◆ Extrait du document
# # # # #
À 800 kilomètres au nord de Montréal, dans l’établissement de formation aux adultes de la réserve crie de Waswanipi se trouve une classe où huit étudiants – quatre filles et quatre gars – apprennent chaque jour les bases de la cuisine gastronomique. «Nous avons ici le même programme que celui offert à l’ITHQ de Montréal», explique au téléphone Jocelyn Myre, lui-même finissant, dans les années 1980, de l’Institut de tourisme et d’hôtellerie du Québec qui fête ses 50 ans.

À l’école Sabtuan Regional Vocational Training Center (SRVTC), on enseigne plusieurs métiers dont la mécanique, la menuiserie, la soudure… et la cuisine. Des adultes de neuf communautés cries viennent vivre pour un moment sur place afin d’apprendre leur future profession.

Réinventer les traditions

Dans les cuisines du SRVTC de Waswanipi, une communauté de 1800 habitants, Jocelyn Myre, originaire de la Rive-Sud de Montréal, enseigne le programme d’un an et demi. Pour la cohorte actuelle, il comptait 12 étudiants en janvier 2017 alors qu’il n’en reste que 8 aujourd’hui. «Mais ceux-là vont rester jusqu’en juin et termineront leur programme», assure-t-il.

Des étudiants qui, comme Carolane Mapachee, avaient assez envie d’apprendre les bases de la cuisine gastronomique pour s’embarquer dans le programme de 1175 heures. «J’ai toujours été intéressée par la cuisine, explique dans un français timide (c’est sa troisième langue) cette dernière au téléphone. J’ai commencé comme serveuse. Mais comme mon amie était super bonne pour cuisiner, je me suis dit que je pouvais aussi le faire. Ça m’a inspirée. J’apprends énormément ici.»

À travers ce programme abordant l’hygiène, les techniques de cuisine, la préparation, la mise en place et l’élaboration d’un menu, le défi de l’enseignant est de trouver un équilibre entre les traditions de la communauté et les techniques à partager.

«Ici, dans les repas spéciaux, les mariages par exemple, on mange du castor, de l’outarde, du caribou, de l’orignal... Dans les communautés cries, la chasse et la pêche restent très importantes: si je le chasse, je peux le mettre dans mon assiette», raconte Jocelyn Myre.

Mais ironie du sort, à cause des règles du ministère de l'Agriculture, des Pêcheries et de l'Alimentation du Québec, il est impossible d’apporter ces viandes sauvages sur les tables des établissements d’enseignement, comme il est impossible de les servir dans les restaurants de la province. «J’enseigne des techniques de cuisson différentes de celles utilisées ici et j’essaie d’introduire plus de légumes dans la cuisine; des apprentissages que les étudiants adaptent ensuite à leurs traditions.»
# # # # #
◆ Données fournies

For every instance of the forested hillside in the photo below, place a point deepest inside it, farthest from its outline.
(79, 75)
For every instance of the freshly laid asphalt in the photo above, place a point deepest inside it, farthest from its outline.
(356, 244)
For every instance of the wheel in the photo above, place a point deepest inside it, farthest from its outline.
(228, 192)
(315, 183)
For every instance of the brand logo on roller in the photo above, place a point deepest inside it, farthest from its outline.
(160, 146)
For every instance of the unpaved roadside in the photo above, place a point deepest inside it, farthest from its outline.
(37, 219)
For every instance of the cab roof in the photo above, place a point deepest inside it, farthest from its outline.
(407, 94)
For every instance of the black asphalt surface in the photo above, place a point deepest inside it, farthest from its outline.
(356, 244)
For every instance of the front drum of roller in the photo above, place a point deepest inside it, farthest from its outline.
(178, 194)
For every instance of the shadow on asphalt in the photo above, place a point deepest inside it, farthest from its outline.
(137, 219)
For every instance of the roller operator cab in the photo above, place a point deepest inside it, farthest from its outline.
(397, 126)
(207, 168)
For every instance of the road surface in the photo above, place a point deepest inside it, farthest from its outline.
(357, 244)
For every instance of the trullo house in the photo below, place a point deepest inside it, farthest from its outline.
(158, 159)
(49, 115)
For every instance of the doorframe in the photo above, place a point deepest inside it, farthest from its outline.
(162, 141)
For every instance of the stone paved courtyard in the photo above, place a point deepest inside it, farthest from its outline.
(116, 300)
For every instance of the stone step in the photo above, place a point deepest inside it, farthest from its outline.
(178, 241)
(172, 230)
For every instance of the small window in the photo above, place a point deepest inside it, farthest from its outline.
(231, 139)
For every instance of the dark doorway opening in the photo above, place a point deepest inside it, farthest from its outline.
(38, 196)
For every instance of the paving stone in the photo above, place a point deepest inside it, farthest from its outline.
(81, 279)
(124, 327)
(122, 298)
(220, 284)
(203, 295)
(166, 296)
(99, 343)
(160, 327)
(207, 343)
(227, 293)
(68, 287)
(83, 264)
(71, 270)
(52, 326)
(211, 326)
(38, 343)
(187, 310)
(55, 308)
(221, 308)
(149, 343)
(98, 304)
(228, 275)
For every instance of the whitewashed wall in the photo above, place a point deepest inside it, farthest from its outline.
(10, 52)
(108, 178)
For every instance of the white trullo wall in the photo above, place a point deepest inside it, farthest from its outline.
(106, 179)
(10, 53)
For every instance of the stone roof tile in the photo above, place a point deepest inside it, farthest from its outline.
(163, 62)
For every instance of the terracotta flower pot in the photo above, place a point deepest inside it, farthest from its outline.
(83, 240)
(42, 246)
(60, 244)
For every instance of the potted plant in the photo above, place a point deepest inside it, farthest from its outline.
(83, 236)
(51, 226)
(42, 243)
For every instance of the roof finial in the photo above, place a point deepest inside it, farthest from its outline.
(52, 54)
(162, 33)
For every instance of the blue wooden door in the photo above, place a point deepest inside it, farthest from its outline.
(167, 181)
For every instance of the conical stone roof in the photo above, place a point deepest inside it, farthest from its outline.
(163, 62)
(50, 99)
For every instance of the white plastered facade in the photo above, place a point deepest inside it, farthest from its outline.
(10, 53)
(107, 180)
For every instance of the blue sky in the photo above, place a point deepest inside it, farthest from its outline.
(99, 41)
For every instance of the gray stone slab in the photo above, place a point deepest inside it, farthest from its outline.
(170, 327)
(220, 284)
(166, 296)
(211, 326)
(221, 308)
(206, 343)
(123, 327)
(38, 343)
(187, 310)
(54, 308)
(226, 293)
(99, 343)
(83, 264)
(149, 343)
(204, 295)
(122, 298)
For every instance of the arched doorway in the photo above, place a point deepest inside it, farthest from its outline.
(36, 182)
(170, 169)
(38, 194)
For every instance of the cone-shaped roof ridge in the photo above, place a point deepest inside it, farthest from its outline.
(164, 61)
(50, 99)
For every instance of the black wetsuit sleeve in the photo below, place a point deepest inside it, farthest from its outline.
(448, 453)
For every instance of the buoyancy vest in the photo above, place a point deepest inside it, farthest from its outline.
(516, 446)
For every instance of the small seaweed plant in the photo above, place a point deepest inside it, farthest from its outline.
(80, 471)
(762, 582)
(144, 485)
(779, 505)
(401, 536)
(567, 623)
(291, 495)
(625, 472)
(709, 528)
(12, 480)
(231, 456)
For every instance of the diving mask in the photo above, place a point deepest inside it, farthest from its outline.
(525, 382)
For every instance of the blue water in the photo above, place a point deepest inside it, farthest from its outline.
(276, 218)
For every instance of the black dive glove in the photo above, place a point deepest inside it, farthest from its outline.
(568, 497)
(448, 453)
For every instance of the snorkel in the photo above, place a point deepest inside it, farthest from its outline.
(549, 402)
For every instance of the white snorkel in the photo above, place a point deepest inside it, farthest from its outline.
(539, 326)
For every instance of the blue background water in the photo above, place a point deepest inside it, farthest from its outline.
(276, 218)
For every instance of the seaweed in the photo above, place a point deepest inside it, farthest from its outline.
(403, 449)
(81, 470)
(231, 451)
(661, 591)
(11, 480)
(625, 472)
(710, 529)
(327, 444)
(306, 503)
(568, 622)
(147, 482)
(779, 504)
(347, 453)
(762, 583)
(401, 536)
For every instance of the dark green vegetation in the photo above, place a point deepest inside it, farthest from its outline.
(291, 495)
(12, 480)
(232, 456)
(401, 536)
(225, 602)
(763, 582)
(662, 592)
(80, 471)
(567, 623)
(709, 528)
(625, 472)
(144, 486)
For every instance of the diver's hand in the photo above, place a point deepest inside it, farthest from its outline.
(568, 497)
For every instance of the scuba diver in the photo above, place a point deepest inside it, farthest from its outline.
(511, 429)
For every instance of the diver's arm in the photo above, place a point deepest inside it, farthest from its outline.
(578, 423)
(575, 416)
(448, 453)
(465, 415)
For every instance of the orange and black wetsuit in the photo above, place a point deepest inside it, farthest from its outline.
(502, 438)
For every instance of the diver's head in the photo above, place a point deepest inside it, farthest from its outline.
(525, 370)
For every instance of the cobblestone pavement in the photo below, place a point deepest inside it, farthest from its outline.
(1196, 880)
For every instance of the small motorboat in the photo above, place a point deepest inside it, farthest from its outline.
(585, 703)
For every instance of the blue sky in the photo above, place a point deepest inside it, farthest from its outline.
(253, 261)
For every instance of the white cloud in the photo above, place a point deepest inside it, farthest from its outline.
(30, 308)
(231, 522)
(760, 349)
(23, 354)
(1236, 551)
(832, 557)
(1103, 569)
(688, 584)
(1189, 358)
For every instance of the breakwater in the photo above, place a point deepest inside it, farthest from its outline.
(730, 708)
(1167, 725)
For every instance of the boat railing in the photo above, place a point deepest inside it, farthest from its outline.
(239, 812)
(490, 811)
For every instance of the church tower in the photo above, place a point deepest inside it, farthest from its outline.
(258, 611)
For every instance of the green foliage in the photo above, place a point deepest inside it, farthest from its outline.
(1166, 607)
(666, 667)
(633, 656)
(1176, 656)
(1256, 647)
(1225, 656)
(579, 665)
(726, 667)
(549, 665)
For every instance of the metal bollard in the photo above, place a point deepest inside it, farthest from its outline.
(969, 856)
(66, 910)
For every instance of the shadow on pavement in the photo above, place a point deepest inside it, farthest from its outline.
# # # # #
◆ Travail à faire
• A. Répondez à ces questions d'après le texte sur la classe de cuisine de Waswanipi.
(i) Combien d'habitants compte la communauté de Waswanipi ?
(ii) Combien d'heures dure le programme dans lequel Carolane Mapachee s'est embarquée ?
(iii) Combien d'étudiants la cohorte actuelle comptait-elle en janvier 2017 ?
• B. Poursuivez le texte sur la classe de cuisine de Waswanipi après sa dernière phrase.
Les lignes n'interviennent pas dans ce travail.

◆ Réponses par tâche
• A.
(i) 1800 habitants.
(ii) 1175 heures.
(iii) 12 étudiants.

• B.
À la fin du programme, «ceux qui veulent se trouver de l’ouvrage trouveront», estime Jocelyn Myre qui explique que depuis sept ou huit ans, les employeurs principaux des finissants en cuisine sont les mines. Ceux qui y sont engagés doivent quitter leur communauté pour travailler deux semaines entières et ensuite profiter de deux semaines de congé. «Mais le salaire est intéressant», assure l’enseignant. Les centres de la petite enfance, les refuges pour femmes et les centres pour personnes âgées ont aussi tous besoin de cuisiniers.

Menu hybride


Les chefs Jocelyn Myre, Jean-Paul Grappe et Helena Loureiro entourés de la cohorte de huit étudiants.

Le jour de l’entrevue, la cohorte de Jocelyn Myre est en présence de Helena Loureiro qui a fait le voyage pour quelques jours afin de préparer les soupers nommés «Miyou Mitsou» («bon appétit» en cri) qui auront lieu dans le cadre de Montréal en Lumière.

«L’idée vient du chef Jean-Paul Grappe, un de mes anciens professeurs devenu ami. Il m’a mis en contact avec Helena et nous avons tous eu envie d’embarquer dans ce projet qui propose de mélanger les cuisines crie et portugaise», explique l’enseignant. Le trio a donc monté un menu inspiré de recettes traditionnelles qui sont ensuite adaptées par la chef.

«Par exemple, on a fait une bannique, puis on a travaillé le brochet et le lièvre, des produits très présents ici qu’on cuit souvent dans un tipi, dit Jocelyn Myre. On reprend donc des ingrédients de la région pour les préparer à Montréal avec d’autres techniques de cuisson.»

Les 26 et 27 février, à Montréal, c’est la brigade d’Helena qui veillera à la cuisine et aux cuissons pendant que les étudiants de Waswanipi s’occuperont du montage des assiettes.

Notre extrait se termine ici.